* _Material shown_
__________

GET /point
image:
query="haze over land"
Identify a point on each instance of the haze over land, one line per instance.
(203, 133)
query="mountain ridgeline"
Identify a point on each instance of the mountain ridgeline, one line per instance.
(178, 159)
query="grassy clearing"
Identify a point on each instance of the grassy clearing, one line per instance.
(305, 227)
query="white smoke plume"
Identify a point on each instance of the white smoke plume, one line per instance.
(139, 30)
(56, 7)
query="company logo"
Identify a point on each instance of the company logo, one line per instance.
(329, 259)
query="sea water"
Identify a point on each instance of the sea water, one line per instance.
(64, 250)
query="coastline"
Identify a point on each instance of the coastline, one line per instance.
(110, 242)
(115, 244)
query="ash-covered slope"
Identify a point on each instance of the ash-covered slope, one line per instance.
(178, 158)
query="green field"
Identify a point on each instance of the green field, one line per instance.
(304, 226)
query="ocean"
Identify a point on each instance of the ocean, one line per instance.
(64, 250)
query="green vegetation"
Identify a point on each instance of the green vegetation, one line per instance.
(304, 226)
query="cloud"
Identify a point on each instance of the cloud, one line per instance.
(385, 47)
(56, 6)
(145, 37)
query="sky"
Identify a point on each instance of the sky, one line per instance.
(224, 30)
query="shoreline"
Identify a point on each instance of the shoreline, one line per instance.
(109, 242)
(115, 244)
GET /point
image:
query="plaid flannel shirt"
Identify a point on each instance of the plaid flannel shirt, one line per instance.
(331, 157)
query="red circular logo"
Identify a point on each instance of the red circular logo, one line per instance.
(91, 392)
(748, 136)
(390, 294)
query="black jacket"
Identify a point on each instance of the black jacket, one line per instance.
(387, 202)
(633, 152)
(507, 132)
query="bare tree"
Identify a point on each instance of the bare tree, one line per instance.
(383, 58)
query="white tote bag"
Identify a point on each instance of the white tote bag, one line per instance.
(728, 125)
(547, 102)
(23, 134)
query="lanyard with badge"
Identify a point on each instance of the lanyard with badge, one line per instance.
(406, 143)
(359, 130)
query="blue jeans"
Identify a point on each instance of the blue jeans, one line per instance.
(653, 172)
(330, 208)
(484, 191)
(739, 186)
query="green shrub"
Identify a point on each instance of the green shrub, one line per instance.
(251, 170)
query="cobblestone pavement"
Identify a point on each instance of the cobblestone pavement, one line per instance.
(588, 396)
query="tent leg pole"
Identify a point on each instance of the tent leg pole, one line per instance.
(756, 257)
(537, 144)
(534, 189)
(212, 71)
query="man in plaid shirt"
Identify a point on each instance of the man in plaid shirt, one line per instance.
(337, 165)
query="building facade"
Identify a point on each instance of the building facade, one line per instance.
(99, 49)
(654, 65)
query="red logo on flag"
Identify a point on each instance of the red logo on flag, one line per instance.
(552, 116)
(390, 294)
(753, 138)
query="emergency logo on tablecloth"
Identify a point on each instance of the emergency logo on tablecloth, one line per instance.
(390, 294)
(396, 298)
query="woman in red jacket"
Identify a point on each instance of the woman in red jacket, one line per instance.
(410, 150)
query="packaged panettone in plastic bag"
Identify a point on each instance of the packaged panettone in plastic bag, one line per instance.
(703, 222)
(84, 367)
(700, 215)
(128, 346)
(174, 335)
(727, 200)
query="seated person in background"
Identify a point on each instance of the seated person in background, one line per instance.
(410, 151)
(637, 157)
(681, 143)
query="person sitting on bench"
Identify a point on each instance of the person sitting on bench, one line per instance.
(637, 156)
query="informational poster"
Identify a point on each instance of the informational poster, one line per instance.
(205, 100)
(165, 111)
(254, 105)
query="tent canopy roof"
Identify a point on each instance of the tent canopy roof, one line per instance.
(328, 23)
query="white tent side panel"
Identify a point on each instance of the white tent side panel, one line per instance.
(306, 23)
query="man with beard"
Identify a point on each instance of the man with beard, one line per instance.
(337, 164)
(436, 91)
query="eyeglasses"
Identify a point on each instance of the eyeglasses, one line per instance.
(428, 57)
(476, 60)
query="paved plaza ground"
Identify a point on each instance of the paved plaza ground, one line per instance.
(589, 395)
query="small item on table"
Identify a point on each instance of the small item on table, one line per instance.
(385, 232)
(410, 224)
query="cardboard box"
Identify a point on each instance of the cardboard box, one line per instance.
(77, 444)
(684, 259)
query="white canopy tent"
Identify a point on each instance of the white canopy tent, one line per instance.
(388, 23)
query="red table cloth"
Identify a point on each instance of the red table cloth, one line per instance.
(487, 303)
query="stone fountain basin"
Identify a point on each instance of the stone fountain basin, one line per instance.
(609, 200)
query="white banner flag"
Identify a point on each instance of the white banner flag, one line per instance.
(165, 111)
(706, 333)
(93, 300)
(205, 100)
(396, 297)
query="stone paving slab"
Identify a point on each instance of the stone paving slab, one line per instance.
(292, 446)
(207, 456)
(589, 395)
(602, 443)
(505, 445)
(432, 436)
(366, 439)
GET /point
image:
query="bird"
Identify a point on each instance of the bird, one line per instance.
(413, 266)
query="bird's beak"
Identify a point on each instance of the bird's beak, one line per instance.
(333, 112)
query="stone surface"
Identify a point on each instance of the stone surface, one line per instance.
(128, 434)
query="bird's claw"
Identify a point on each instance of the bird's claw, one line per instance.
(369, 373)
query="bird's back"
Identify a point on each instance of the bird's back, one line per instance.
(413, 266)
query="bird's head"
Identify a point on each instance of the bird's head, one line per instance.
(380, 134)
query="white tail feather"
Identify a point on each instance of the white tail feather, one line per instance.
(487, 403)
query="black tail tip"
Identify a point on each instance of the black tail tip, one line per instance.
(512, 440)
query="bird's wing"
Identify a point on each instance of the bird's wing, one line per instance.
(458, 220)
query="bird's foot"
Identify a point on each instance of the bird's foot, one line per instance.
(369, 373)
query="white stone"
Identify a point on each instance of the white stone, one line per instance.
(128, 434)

__________

* _Task to carry out_
Count the lines in the data above that contain the string "foot", treating case as significant. Give only the number.

* _Result for this exercise_
2